## [ESTRATTO]
Favria,  21.11.2023 Giorgio Cortese

Buona giornata per iniziare la giornata è quello di andare avanti. Felice martedì

Parentetico.

La parola parentetico  vuole dire che costituisce una parentesi, che è fra parentesi. Feriva dal greco parenthesis inserzione, da parentithemi inserire, composto da para presso en in e tithemi porre. È strano come un elemento così comune quale è la parentesi sia collegato a un aggettivo così aulico e poco usato quale è parentetico, un caso esemplare di parola facile che è difficile usare. È parentetico sia ciò che costituisce una parentesi, un inciso, sia ciò che comunque vi è compreso: può essere parentetica una riflessione avulsa dal discorso principale durante un intervento parentetico  che può suggerire una diversa chiave di lettura delle altre persone. Il parentetico è accomunato all’incidentale o all’ancillare. Ancillare una bella parola che deriva da ancella, cioè di serva e nel linguaggio il subordinato. Come detto la parola deriva dal  latino: ancillaris, da ancilla serva. Mi sembra suggestiva il suo significato di i subordinato, servente. In conclusione la parentesi è un mondo, che ha la sua importanza anche se non è il centro dell’universo o del discorso.

Favria,22.11.2023 Giorgio Cortese

Buona giornata. Il domani vive di oggi. Felice  mercoledì

Espressione che

“Macaia, scimmia di luce e di follia”, canta Paolo Conte in “Genova per noi”,  in una delle  canzoni più celebri del grande cantautore astigiano, evocando quella tipica condizione atmosferica, umida e afosa, che si verifica nel golfo di Genova quando il cielo è coperto e soffia il vento di scirocco. Da oggi il termine macaia di etimologia incerta, non è più (solo) genovese ma è di tutti: è entrato infatti tra gli aggiornamenti nella versione digitale del celebre Vocabolario della lingua italiana Zingarelli.

## [COMPITO BREVE 1]
Riporta senza alcuna modifica le righe dei record che vanno da quella contenente "One point belongs on each instance of the water-worn" fino alla fine dei record, estremi inclusi.

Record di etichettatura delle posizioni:

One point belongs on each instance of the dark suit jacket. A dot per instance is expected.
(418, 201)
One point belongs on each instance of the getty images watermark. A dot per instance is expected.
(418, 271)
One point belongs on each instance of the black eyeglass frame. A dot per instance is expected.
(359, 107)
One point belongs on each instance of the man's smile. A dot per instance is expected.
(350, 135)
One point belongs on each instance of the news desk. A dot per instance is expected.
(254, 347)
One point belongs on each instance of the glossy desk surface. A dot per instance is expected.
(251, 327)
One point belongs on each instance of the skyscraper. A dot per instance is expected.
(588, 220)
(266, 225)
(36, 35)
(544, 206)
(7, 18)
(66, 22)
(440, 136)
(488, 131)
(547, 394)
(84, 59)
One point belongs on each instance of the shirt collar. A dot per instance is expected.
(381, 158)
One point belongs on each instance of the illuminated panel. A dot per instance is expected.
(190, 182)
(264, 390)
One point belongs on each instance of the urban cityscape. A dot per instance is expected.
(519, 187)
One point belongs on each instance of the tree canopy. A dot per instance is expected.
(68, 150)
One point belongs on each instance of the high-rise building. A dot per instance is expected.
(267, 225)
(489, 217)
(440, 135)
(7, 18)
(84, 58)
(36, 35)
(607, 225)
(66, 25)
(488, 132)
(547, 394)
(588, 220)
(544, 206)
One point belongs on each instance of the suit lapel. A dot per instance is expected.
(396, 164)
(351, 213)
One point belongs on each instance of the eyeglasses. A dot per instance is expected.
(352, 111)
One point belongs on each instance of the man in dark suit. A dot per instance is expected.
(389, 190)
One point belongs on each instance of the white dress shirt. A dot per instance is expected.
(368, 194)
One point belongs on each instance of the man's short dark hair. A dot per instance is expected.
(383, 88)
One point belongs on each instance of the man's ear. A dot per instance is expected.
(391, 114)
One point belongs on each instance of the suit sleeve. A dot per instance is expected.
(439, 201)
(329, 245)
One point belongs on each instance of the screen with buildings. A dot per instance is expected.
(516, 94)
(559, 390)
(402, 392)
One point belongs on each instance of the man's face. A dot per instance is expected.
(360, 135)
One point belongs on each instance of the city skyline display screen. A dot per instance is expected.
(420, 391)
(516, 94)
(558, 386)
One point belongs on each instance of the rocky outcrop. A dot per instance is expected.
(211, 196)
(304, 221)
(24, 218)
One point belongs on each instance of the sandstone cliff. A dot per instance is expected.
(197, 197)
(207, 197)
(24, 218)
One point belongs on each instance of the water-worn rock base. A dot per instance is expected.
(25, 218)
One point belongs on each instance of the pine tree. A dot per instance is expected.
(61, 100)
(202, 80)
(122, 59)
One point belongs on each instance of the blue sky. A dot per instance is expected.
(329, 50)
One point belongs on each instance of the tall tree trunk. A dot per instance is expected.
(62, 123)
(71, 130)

## [COMPITO BREVE 2]
Riprendi l'estratto sulle parole parentetico e macaia e proseguilo dal punto in cui si ferma.

## [RISPOSTA CORRETTA 1]
One point belongs on each instance of the water-worn rock base. A dot per instance is expected.
(25, 218)
One point belongs on each instance of the pine tree. A dot per instance is expected.
(61, 100)
(202, 80)
(122, 59)
One point belongs on each instance of the blue sky. A dot per instance is expected.
(329, 50)
One point belongs on each instance of the tall tree trunk. A dot per instance is expected.
(62, 123)
(71, 130)

## [RISPOSTA CORRETTA 2]
Favria,  23.11.2023  Giorgio Cortese

Buona  giornata. Nella vita il saper ascoltare gli altri è un dono, saper capire e non giudicare è una virtù, che non tutti possono permettersi. Felice giovedì

L’aringa rossa.

Espressione che viene usata per depistare, distogliendo così l’attenzione del lettore dalla questione principale. Quella dell’aringa rossa è infatti una tecnica narrativa che serve a introdurre nel racconto un diversivo, un argomento che confonde o distrae il pubblico da ciò su cui è concentrato, per indurlo a trarre conclusioni sbagliate. Il diversivo può assumere differenti forme: una persona, un oggetto o una situazione che in realtà non rivestono un’importanza cruciale nel racconto. Ovviamente, i più comuni campi di utilizzo di questa fallacia logica, indicata già in latino come ignoratio elenchi, sono la letteratura e il cinema, ma vi si ricorre anche in altri campi come la politica e la diffusione di notizie nei mass media. La tecnica prende il nome dalla red herring, la pratica della cucina anglosassone di salare e affumicare le aringhe per conservarle, portandole ad assumere, con questo trattamento, un colore rossastro. Durante la caccia alla volpe, alcuni cacciatori utilizzavano il forte odore di questi pesci per confondere i cani da fiuto degli avversari, che quindi perdevano le tracce della preda e venivano spinti verso percorsi sbagliati.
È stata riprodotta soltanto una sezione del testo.